Report each line below in which the word "background" appears, copying every such line in full.

*****

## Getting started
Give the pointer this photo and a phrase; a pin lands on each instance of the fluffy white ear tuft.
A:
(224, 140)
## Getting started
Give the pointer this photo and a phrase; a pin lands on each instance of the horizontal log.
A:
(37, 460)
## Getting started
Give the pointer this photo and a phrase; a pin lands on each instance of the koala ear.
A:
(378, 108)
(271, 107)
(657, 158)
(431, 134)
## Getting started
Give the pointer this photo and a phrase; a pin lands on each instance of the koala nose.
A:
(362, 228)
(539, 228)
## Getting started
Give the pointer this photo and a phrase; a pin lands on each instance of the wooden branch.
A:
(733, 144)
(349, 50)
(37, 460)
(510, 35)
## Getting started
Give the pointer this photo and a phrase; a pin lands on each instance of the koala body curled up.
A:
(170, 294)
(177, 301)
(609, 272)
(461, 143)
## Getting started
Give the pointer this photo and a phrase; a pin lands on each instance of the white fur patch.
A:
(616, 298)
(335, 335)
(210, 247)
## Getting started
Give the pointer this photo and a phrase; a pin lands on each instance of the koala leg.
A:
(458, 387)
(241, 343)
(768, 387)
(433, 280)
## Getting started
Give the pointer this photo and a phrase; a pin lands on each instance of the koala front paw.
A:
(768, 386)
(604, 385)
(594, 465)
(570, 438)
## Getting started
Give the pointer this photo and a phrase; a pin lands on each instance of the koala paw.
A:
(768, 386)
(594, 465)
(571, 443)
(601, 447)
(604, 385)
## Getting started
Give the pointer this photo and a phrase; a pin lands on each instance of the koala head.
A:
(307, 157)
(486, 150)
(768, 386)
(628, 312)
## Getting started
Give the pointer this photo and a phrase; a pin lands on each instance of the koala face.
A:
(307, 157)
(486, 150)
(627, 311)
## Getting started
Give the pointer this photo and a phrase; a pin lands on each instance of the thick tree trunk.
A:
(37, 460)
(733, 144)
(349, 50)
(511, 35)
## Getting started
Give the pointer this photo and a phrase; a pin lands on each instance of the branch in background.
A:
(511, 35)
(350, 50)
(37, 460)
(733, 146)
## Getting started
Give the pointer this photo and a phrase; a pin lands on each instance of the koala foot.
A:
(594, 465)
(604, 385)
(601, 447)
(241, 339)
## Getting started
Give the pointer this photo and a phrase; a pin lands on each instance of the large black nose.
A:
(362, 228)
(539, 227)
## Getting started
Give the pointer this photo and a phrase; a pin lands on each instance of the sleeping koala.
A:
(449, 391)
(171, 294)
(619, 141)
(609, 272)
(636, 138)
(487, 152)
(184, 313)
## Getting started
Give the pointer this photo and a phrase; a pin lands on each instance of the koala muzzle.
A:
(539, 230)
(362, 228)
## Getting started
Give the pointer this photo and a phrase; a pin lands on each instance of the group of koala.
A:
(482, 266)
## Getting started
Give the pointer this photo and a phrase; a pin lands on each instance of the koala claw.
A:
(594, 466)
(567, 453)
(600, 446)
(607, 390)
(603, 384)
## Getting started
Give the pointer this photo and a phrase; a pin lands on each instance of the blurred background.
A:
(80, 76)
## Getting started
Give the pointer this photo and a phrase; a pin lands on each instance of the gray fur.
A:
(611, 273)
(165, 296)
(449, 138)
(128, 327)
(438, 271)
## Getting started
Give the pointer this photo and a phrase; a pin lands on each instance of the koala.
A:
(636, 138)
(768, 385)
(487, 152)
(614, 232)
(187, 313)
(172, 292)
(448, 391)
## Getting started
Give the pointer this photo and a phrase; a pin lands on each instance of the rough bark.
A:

*****

WRITTEN RESPONSE:
Give the pointer this photo and a phrase; a pin lands on each instance of the branch in background.
Give the pointer this photo and a phrase; a pin lands on each instance of the blurred background.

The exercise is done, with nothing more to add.